▶ _Task data_
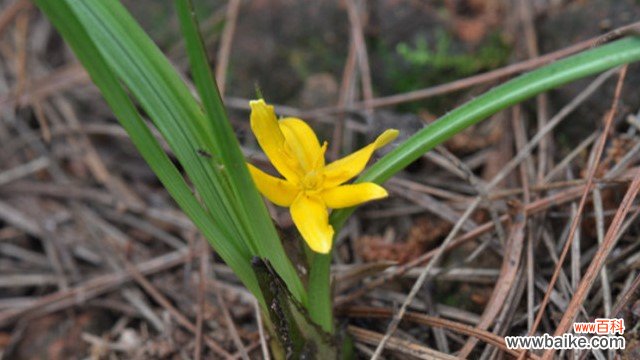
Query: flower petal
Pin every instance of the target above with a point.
(311, 217)
(302, 142)
(352, 195)
(351, 165)
(272, 141)
(278, 191)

▶ _Work to complete_
Copy out the material above in full and exactly; its pictures are not to appear.

▶ _Result of the task_
Query: flower petal
Pin every instance of the target above with a point.
(311, 217)
(302, 142)
(352, 195)
(351, 165)
(272, 141)
(278, 191)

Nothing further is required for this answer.